### Exercise aim
Rewrite every one of the records below, replacing "gets a single point" with "receives one point" and keeping everything else the same.

# Start of Task material

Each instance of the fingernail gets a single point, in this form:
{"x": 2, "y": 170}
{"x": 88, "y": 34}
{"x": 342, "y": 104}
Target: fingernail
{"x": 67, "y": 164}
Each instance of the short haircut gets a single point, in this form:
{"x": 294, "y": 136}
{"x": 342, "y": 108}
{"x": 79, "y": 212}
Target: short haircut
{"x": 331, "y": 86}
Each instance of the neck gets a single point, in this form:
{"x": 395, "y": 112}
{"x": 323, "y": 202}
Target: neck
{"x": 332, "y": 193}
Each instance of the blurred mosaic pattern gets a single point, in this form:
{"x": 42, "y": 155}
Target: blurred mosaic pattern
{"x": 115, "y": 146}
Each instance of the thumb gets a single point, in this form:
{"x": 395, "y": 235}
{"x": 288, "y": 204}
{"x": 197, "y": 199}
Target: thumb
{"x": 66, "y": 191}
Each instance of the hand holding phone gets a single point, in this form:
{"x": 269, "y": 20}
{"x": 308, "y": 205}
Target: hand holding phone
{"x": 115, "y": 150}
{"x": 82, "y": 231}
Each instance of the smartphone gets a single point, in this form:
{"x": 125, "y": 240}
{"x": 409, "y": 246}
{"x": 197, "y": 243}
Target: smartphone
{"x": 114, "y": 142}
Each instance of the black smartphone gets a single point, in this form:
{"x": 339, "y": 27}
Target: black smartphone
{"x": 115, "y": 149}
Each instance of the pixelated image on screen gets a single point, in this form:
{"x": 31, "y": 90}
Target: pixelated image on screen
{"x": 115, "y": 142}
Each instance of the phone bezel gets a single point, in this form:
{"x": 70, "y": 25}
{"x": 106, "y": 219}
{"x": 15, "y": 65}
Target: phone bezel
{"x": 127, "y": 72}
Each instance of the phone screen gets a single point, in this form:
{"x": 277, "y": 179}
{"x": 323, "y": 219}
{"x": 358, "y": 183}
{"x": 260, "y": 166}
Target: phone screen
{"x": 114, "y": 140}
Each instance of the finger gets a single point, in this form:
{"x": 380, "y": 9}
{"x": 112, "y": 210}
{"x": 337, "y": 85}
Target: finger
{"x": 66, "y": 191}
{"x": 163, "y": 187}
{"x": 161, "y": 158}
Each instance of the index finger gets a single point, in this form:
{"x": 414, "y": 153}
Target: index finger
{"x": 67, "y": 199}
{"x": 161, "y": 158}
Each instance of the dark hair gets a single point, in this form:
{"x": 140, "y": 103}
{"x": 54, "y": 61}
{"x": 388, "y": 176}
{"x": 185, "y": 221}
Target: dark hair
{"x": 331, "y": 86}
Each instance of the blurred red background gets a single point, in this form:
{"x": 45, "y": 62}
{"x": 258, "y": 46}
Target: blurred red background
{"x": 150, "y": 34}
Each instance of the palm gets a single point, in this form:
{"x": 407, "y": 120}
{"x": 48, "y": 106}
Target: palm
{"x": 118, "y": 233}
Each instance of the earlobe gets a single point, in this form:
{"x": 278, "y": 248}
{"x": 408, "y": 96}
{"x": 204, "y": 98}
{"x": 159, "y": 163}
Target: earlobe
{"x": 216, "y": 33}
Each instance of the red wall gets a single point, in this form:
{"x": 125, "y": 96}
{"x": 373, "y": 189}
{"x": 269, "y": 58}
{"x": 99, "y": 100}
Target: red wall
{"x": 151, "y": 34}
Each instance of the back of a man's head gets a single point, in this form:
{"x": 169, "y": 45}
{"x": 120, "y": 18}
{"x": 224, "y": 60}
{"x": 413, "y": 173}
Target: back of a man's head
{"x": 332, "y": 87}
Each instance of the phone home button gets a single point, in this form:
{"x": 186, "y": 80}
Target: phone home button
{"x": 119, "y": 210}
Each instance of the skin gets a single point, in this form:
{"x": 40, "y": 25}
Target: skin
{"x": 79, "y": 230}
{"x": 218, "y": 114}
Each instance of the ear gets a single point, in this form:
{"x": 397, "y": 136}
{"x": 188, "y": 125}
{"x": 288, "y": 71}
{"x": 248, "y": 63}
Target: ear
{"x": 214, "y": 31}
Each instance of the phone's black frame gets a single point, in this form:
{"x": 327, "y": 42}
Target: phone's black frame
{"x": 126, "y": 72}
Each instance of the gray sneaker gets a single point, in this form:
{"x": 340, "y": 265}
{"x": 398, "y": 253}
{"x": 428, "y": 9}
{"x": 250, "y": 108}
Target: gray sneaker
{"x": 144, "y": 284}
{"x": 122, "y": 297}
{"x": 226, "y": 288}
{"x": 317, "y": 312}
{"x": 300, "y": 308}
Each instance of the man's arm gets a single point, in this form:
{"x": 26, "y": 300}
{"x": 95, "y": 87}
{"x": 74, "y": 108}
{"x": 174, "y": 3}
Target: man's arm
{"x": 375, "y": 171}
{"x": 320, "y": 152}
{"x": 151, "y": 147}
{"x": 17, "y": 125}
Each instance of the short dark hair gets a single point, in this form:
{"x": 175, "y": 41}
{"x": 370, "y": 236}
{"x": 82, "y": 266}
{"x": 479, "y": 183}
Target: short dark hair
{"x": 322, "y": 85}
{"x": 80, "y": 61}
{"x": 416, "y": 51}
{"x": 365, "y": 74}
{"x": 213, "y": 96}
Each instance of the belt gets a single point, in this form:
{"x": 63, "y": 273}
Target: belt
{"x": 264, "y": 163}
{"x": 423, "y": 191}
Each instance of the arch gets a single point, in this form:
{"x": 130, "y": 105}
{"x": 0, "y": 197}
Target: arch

# End of Task material

### Task result
Each instance of the fingernail receives one point, in this form:
{"x": 2, "y": 170}
{"x": 88, "y": 34}
{"x": 342, "y": 104}
Target: fingernail
{"x": 67, "y": 164}
Each instance of the short haircut receives one point, in this form:
{"x": 294, "y": 136}
{"x": 342, "y": 108}
{"x": 79, "y": 212}
Target: short haircut
{"x": 331, "y": 86}
Each instance of the neck receives one point, in this form:
{"x": 395, "y": 112}
{"x": 323, "y": 202}
Target: neck
{"x": 332, "y": 193}
Each instance of the blurred mosaic pattern receives one point, in this form:
{"x": 42, "y": 155}
Target: blurred mosaic pattern
{"x": 115, "y": 146}
Each instance of the thumb receives one point, in this form:
{"x": 395, "y": 235}
{"x": 288, "y": 204}
{"x": 197, "y": 199}
Target: thumb
{"x": 66, "y": 191}
Each instance of the hand holding phone receives one point, in this form:
{"x": 269, "y": 20}
{"x": 308, "y": 205}
Target: hand holding phone
{"x": 115, "y": 150}
{"x": 82, "y": 231}
Each instance of the smartphone receives one point, in this form:
{"x": 125, "y": 240}
{"x": 409, "y": 246}
{"x": 197, "y": 243}
Target: smartphone
{"x": 114, "y": 142}
Each instance of the black smartphone receives one point, in this form:
{"x": 339, "y": 27}
Target: black smartphone
{"x": 115, "y": 149}
Each instance of the pixelated image on screen receives one point, in this form:
{"x": 31, "y": 90}
Target: pixelated image on screen
{"x": 115, "y": 142}
Each instance of the phone bezel receives one point, in this form:
{"x": 70, "y": 25}
{"x": 106, "y": 219}
{"x": 15, "y": 65}
Target: phone bezel
{"x": 127, "y": 72}
Each instance of the phone screen receives one point, in this form:
{"x": 277, "y": 179}
{"x": 323, "y": 219}
{"x": 358, "y": 183}
{"x": 260, "y": 166}
Target: phone screen
{"x": 114, "y": 140}
Each instance of the finger receives one point, in this form:
{"x": 380, "y": 9}
{"x": 112, "y": 210}
{"x": 337, "y": 85}
Target: finger
{"x": 66, "y": 191}
{"x": 163, "y": 187}
{"x": 161, "y": 158}
Each instance of the index finger receives one point, in this form:
{"x": 414, "y": 153}
Target: index finger
{"x": 67, "y": 199}
{"x": 161, "y": 158}
Each instance of the dark hair receives one point, in this form:
{"x": 140, "y": 103}
{"x": 54, "y": 61}
{"x": 388, "y": 176}
{"x": 185, "y": 221}
Target: dark hair
{"x": 331, "y": 86}
Each instance of the blurred red background receives one point, in this form:
{"x": 45, "y": 62}
{"x": 258, "y": 46}
Target: blurred red background
{"x": 150, "y": 34}
Each instance of the palm receives one point, in this form:
{"x": 407, "y": 120}
{"x": 48, "y": 106}
Target: palm
{"x": 118, "y": 233}
Each instance of the earlobe receives one point, in this form:
{"x": 278, "y": 248}
{"x": 408, "y": 96}
{"x": 204, "y": 98}
{"x": 159, "y": 163}
Target: earlobe
{"x": 216, "y": 33}
Each instance of the red wall receives one point, in this form:
{"x": 125, "y": 96}
{"x": 373, "y": 189}
{"x": 269, "y": 58}
{"x": 99, "y": 100}
Target: red wall
{"x": 151, "y": 34}
Each instance of the back of a man's head receives one point, in this form:
{"x": 169, "y": 45}
{"x": 120, "y": 18}
{"x": 224, "y": 60}
{"x": 413, "y": 173}
Target: back of a man's head
{"x": 332, "y": 87}
Each instance of the phone home button receives one point, in this form:
{"x": 186, "y": 80}
Target: phone home button
{"x": 119, "y": 210}
Each instance of the skin receives one point, in this form:
{"x": 40, "y": 25}
Target: skin
{"x": 79, "y": 230}
{"x": 218, "y": 114}
Each instance of the ear receives one point, in this form:
{"x": 397, "y": 136}
{"x": 188, "y": 125}
{"x": 288, "y": 71}
{"x": 248, "y": 63}
Target: ear
{"x": 214, "y": 31}
Each instance of the phone's black frame receives one point, in this form:
{"x": 327, "y": 42}
Target: phone's black frame
{"x": 126, "y": 72}
Each instance of the gray sneaker receives one point, in this form:
{"x": 340, "y": 265}
{"x": 398, "y": 253}
{"x": 428, "y": 9}
{"x": 250, "y": 108}
Target: gray sneaker
{"x": 144, "y": 284}
{"x": 122, "y": 297}
{"x": 226, "y": 288}
{"x": 317, "y": 312}
{"x": 300, "y": 308}
Each instance of the man's arm receives one point, in this form:
{"x": 26, "y": 300}
{"x": 95, "y": 87}
{"x": 74, "y": 108}
{"x": 174, "y": 3}
Target: man's arm
{"x": 375, "y": 171}
{"x": 320, "y": 152}
{"x": 151, "y": 147}
{"x": 17, "y": 125}
Each instance of the short dark hair receives one point, in this form:
{"x": 175, "y": 41}
{"x": 370, "y": 236}
{"x": 82, "y": 266}
{"x": 479, "y": 183}
Target: short dark hair
{"x": 322, "y": 85}
{"x": 80, "y": 61}
{"x": 416, "y": 51}
{"x": 365, "y": 74}
{"x": 213, "y": 96}
Each instance of the belt receives one point, in this form:
{"x": 63, "y": 273}
Target: belt
{"x": 264, "y": 163}
{"x": 423, "y": 191}
Each instance of the arch receives one point, in this form:
{"x": 130, "y": 105}
{"x": 0, "y": 197}
Target: arch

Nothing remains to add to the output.